E in Italia? È stato necessario arrivare al 2011 (dopo l’accordo separato, senza la Cgil, del 2009) per accostarsi timidamente a tali criteri. Ma l’influenza del vecchio sistema è tuttora prevalente. Eppure, basterebbe guardarsi attorno per rendersi conto che i suoi presupposti sono venuti meno. Quale potere d’acquisto potrà mai garantire il contratto nazionale in una congiuntura economica in cui l’inflazione viene creata artificialmente? Basterebbe mettere a confronto l’ammontare dei miglioramenti salariali attesi negli stabilimenti Fca (a fronte del raggiungimento degli obiettivi produttivi indicati) e quelli conseguiti nel rinnovo di un contratto nazionale di un settore, tradizionalmente “ricco” come il credito, per rendersi conto della maggiore adeguatezza del modello Marchionne.

 

Ecco perché ci saremmo aspettati da Giorgio Squinzi qualche parola di autocritica nei confronti della linea di condotta della presidenza di Emma Marcegaglia al momento della vertenza Fiat, dalla vicenda di Pomigliano in poi, fino all’uscita del Lingotto dall’Associazione. La riflessione autocritica avrebbe potuto condurre la Confindustria a guardare non davanti a sé, ma nello specchietto retrovisore; e a riconoscere che i capisaldi – quanto meno le premesse – della riforma della contrattazione sono già presenti nell’ordinamento.

> [Dati riportati]:
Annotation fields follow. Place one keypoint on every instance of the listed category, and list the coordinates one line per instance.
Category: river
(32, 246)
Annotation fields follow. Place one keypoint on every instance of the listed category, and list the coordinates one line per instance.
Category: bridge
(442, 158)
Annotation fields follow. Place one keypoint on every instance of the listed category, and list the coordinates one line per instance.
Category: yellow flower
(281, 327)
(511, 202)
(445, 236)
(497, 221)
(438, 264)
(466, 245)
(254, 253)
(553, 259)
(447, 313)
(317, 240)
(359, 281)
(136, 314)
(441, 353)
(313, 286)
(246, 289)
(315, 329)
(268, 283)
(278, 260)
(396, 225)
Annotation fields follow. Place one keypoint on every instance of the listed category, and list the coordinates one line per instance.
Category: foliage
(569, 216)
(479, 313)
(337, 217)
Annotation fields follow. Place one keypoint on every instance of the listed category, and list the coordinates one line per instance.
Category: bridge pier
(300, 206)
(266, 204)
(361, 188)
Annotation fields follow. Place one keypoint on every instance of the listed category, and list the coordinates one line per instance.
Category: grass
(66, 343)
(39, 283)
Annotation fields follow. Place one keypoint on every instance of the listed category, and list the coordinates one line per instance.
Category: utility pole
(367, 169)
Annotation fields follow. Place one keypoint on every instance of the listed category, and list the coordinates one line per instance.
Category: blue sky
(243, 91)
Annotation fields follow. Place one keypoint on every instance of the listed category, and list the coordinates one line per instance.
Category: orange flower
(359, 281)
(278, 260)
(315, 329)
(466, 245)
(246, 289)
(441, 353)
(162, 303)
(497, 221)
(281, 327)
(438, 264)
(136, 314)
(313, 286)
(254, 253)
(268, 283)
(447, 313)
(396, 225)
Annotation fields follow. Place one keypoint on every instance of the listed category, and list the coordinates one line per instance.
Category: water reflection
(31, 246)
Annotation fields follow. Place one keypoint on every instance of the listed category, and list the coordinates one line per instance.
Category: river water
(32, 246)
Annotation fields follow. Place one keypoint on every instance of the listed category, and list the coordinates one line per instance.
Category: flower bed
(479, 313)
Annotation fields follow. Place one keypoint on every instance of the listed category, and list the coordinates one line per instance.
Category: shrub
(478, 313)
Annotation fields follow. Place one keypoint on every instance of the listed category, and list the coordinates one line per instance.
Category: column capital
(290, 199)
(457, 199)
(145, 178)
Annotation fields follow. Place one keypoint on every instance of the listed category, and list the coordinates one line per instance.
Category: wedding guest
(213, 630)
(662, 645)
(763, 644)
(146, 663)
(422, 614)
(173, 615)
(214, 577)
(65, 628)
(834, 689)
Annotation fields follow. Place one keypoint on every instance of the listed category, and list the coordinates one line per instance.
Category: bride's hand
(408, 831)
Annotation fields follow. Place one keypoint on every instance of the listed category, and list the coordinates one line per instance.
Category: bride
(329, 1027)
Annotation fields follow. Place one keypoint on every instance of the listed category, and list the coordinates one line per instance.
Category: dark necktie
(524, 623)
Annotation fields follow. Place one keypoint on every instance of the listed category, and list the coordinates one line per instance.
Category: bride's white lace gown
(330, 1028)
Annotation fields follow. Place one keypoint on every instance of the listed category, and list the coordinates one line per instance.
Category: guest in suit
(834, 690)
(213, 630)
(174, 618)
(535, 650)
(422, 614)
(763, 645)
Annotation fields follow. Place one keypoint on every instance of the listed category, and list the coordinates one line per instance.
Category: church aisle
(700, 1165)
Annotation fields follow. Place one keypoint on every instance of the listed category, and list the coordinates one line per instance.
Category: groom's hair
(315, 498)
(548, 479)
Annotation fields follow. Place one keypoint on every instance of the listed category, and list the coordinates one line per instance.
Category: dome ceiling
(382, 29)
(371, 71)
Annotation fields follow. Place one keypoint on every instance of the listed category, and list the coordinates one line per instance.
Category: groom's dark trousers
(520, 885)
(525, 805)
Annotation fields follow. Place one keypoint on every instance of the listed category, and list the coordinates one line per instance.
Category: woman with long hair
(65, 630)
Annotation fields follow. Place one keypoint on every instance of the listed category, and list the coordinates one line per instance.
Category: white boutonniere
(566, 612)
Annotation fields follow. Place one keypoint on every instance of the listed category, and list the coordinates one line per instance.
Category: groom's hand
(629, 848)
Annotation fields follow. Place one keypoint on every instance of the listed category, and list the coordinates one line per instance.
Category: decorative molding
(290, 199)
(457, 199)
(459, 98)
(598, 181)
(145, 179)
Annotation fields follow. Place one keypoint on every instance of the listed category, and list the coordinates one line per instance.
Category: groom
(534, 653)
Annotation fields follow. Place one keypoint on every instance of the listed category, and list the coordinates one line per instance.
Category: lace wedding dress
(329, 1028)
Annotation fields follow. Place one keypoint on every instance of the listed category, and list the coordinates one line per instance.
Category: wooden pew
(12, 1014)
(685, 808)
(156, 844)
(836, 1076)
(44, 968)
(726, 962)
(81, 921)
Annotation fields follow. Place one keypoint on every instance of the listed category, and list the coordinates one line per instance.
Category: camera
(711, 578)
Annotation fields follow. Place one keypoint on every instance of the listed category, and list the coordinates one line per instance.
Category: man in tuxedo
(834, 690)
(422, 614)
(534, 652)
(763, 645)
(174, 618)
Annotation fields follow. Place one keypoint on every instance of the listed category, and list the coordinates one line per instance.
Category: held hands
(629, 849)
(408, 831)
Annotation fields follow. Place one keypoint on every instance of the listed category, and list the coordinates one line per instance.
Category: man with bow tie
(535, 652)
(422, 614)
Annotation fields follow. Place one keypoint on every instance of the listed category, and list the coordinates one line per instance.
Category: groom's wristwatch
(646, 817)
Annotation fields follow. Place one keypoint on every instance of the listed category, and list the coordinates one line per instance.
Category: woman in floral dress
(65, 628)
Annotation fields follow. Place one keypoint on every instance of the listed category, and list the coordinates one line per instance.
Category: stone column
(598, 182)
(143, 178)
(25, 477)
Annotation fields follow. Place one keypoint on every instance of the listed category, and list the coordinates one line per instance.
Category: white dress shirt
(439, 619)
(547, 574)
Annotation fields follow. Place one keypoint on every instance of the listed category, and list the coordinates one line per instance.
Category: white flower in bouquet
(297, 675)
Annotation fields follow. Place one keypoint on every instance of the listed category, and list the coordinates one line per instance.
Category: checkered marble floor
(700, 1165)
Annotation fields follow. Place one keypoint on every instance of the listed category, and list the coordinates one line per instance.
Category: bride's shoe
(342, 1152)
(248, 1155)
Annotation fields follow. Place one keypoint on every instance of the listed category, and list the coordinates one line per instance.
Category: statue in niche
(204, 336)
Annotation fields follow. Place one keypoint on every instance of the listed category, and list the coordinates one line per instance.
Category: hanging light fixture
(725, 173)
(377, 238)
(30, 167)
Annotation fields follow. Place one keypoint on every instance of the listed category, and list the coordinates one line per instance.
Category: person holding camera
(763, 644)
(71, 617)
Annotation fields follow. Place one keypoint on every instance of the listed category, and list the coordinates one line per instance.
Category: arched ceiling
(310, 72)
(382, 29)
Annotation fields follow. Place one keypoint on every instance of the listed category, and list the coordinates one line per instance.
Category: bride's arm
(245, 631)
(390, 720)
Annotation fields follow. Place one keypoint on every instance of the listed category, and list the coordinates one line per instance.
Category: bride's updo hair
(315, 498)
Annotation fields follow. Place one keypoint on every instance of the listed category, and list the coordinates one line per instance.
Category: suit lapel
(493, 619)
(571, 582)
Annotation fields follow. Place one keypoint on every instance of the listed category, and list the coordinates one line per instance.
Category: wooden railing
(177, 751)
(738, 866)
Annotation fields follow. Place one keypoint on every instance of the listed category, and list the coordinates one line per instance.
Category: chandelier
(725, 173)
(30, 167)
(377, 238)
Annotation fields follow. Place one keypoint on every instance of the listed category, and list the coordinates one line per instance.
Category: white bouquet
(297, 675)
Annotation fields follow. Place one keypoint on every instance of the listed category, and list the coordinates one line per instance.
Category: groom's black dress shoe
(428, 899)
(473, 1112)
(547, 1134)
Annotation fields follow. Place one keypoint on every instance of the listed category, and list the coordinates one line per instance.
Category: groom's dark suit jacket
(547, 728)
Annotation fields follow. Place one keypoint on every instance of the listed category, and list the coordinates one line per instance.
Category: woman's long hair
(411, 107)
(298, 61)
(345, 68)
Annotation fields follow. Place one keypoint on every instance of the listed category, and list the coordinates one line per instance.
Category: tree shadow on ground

> [Breve esercizio]:
Per ciascuna affermazione indichi se concorda con il brano sulla contrattazione collettiva, rispondendo sì o no e citando testualmente le parole decisive.
1. In Italia si è dovuto attendere il 2011 per avvicinarsi a tali criteri.
2. L'accordo del 2009 fu sottoscritto anche dalla Cgil.
3. Da Giorgio Squinzi ci si sarebbe aspettati parole di elogio per la presidenza di Emma Marcegaglia.

> [Risposta all'esercizio]:
1. Sì: «È stato necessario arrivare al 2011 (dopo l’accordo separato, senza la Cgil, del 2009) per accostarsi timidamente a tali criteri.»
2. No: «dopo l’accordo separato, senza la Cgil, del 2009»
3. No: «ci saremmo aspettati da Giorgio Squinzi qualche parola di autocritica nei confronti della linea di condotta della presidenza di Emma Marcegaglia»